Work to do:
1. Quote the Hansen half-year results announcement word for word, everything from "2. EBITDA is" down to "exchange gains (losses).".
2. Extend the Hansen half-year results announcement, picking up right after its last sentence.

Text shown:
19 February 2025 – Hansen Technologies Limited (ASX: HSN) (‘Hansen’, the ‘Company’, the ‘Group’), a leading provider of industry-specific software products and expertise, today announced a 6.1% increase in operating revenue, and reaffirmed its full year guidance.

The Group expects the second half of 2025 will be significantly stronger than the first half due to the timing of licence fees and major upgrade projects. On 3 February 2025, Hansen announced a A$50m five-year master agreement with VMO2, a communications joint venture between Telefónica and Liberty Global in the UK which has contributed $15m of licence fee revenue in the 2H25.

 

Results Summary

Hansen Group (A$m) 1H25 1H24 Movement %
Operating Revenue 178.0 167.7 6.1
Underlying EBITDA 1, 2, 4 38.1 52.1 (26.9)
Cash EBITDA 1, 2, 4, 5 29.1 46.2 (37.0)
Underlying NPAT 1, 4 4.6 20.1 (77.1)
Underlying NPATA 1, 3 ,4 12.6 27.0 (53.3)
Basic Earnings Per Share (EPS) (cents) 0.03 8.68 (99.7)
Basic EPSa based on Underlying NPATA (EPSa) (cents) 1, 3 6.19 13.28 (53.4)
  1. The Directors believe the information additional to IFRS measures included in the press release is relevant and useful in measuring the financial performance of the Group. These include: EBITDA, NPATA and EPSa.
  2. EBITDA is a non-IFRS term, defined as earnings before interest, tax, depreciation and amortisation and excluding net foreign exchange gains (losses).
  3. NPATA is a non-IFRS term, defined as net profit after tax, excluding tax-effected amortisation of acquired intangibles.
  4. Underlying EBITDA, underlying NPAT and underlying NPATA exclude separately disclosed items, which represent the one-off costs during the period. Further details of the separately disclosed items are outlined in Note 3 to the Financial Report which can be found on the Company’s web site.
  5. Cash EBITDA is Underlying EBITDA excluding capitalised development costs

Note: This ASX announcement should be read in conjunction with the Annual Report which can be found on the Company’s website.

Hansen’s Global Chief Executive Officer and Managing Director, Andrew Hansen, said: “We expect tailwinds across both verticals due to the transformative industry changes driven by 5G, AI, IoT, rollout of renewable energy technologies, smart grids, virtual power plants and EVs. The Group has secured several wins in the first half of the year including the City of Kingsport’s modernisation of water-billing systems, Å Entelios’ expansion into Denmark and the expansion of our relationship with Vattenfall and Stockholm Exergi. This highlights our commitment to delivering scalable, innovative solutions that empower clients globally to adapt to dynamic market conditions, while enhancing customer experiences. We expect to see the positive impact of these and other wins in 2H25.”

“Since acquiring powercloud, we have streamlined the workforce from approximately 390 staff to 140 staff. By actively engaging with powercloud customers, we are delivering mutually beneficial outcomes and have redirected our R&D efforts towards the Retail Core Service system to better align with client needs. We have reduced fixed costs by approximately A$31m annually with further potential savings in the medium term. Our strategic rationale for acquiring powercloud remains strong, with significant potential upside as the German energy market transforms over the medium term.”

Dataset:
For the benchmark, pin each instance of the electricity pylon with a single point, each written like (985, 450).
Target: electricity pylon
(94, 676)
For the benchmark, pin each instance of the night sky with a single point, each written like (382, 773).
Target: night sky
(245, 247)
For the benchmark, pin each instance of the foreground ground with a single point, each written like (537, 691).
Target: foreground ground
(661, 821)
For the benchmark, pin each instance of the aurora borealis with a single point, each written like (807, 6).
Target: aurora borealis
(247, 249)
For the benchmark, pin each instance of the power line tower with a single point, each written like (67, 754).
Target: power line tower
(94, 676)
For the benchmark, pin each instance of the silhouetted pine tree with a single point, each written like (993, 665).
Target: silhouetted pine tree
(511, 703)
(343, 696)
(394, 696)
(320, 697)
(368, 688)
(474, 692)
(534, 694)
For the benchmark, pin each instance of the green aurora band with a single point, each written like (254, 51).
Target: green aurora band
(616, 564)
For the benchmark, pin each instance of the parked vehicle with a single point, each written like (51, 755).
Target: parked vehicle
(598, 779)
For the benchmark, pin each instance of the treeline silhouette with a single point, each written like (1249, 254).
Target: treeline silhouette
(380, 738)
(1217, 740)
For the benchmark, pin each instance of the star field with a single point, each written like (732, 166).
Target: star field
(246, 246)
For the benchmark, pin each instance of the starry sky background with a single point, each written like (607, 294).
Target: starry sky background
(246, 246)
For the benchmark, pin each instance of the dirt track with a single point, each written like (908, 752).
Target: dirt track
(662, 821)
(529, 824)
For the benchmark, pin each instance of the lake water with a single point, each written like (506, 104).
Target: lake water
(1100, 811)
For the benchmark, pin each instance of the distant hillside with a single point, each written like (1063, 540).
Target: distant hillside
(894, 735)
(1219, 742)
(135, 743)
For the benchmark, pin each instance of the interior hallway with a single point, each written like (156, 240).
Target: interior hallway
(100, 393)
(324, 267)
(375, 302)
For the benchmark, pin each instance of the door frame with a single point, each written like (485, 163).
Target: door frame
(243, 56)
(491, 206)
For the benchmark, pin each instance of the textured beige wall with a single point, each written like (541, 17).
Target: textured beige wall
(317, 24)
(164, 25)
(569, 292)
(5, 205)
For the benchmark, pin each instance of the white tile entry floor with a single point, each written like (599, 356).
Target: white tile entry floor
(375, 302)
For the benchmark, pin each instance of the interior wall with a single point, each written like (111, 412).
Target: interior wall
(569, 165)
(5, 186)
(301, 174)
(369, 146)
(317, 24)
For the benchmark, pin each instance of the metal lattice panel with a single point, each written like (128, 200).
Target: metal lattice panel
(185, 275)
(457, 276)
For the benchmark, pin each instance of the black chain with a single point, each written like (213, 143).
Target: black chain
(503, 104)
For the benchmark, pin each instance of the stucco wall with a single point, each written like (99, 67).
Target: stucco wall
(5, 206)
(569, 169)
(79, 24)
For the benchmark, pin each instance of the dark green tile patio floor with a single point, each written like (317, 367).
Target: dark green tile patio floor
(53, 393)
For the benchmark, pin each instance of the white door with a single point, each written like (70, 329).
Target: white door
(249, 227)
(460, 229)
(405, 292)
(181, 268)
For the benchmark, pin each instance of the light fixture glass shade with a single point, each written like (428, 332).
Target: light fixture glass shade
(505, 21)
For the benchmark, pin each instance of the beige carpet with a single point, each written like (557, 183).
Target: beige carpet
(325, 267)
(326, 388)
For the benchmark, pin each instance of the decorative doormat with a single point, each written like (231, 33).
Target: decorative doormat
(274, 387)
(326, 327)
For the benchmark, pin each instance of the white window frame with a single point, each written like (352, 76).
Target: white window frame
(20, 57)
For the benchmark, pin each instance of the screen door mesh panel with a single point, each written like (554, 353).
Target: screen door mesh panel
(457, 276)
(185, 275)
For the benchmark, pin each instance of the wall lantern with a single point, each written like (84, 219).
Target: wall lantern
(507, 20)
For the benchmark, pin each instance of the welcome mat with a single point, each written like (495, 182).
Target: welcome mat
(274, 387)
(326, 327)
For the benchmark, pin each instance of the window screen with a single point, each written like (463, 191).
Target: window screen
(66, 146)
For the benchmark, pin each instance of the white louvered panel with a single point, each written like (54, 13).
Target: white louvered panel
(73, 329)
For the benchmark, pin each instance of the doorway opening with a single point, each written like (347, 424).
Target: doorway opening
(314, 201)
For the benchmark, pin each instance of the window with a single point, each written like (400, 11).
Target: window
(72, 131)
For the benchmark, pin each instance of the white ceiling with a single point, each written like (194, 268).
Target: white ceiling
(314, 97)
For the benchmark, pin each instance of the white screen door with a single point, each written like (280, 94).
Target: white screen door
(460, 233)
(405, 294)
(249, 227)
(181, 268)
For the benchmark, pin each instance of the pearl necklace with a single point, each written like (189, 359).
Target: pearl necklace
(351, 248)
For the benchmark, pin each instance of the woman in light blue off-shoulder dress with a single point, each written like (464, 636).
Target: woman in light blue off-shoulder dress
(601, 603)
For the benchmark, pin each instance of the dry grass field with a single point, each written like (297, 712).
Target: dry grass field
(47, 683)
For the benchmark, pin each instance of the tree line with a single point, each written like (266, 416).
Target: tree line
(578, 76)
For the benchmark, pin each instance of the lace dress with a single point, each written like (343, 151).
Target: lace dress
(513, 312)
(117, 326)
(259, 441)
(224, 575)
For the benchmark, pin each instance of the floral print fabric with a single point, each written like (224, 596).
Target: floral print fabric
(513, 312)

Expected answers:
1.
2. EBITDA is a non-IFRS term, defined as earnings before interest, tax, depreciation and amortisation and excluding net foreign exchange gains (losses).

2.
“In November 2024, the Group invested approximately A$2.2 (CAD $2m) for a 30% stake in Dial AI, based in Vancouver, Canada. Dial AI has developed an advanced AI-powered tool designed to enhance customer interactions through automation and intelligent responses. This tool directly helps businesses address key digital engagement challenges by streamlining communication, improving efficiency and providing a seamless customer experience.”

“In terms of M&A, our balance sheet is in excellent shape with a leverage ratio of just 0.5 times and the M&A pipeline remains robust. We remain ready and willing to transact for the right acquisition.”

“With regards to our technology investment, innovation is at the heart of everything we do at Hansen. We continuously invest in R&D to ensure that our solutions are cutting-edge and aligned with the latest technological advancements.”

“I’m also proud to share that Hansen has been awarded the “Committed” badge by EcoVadis, a globally recognised platform that rigorously assesses companies’ sustainability performance. The badge signifies that we are steadfast in our commitment to achieving our sustainability goals and making progress each day. Our Australian operations have been certified as Carbon Neutral by Climate Active for three years running with the fourth-year certification process underway. We have achieved a 40% reduction in our total emissions since FY22, all while growing our business topline.”

“I would like to thank the entire Hansen team for what we have achieved in the 1H25. The customer wins and upgrades we have secured this half and project milestones delivered are due to their talent, hard work and their deep technical and industry knowledge. We are looking forward to a very strong 2H25.”

Revenue

In 1H25 Hansen operating revenue increased 6.1% to $178.0m driven by the acquisition of powercloud completed on the 12 February 2024 and growth in the Communications & Media vertical. Excluding the impact of powercloud, revenue declined 7.2%, largely due to the timing of licence fees and delays in major implementation projects caused by customer constraints. Additionally, 1H24 experienced significant recognition of licence fees which typically renew over three to seven-year cycles. 1H25 licence fees were comparatively low but are anticipated to be significantly stronger in the second half of the financial year partly due to the agreement with VMO2.

Hansen’s revenue is diverse across geography, currency, product and industry with no single customer making up more than 8% of revenue. Customer churn rates remain consistently low, and the customer base is largely tier 1 and 2. The rapid transformation in both the Energy & Utilities and Communications & Media industries is creating opportunities for organic growth across both verticals.

The Energy & Utilities vertical had a number of large licence renewals during 1H24 and revenue for a material upgrade in APAC was largely completed and recognised during 1H24 while customer delays during 1H25 resulted in key upgrade works being pushed back to 2H25. This resulted in a 14.8% revenue decline excluding powercloud, however 2H25 is expected to be significantly stronger.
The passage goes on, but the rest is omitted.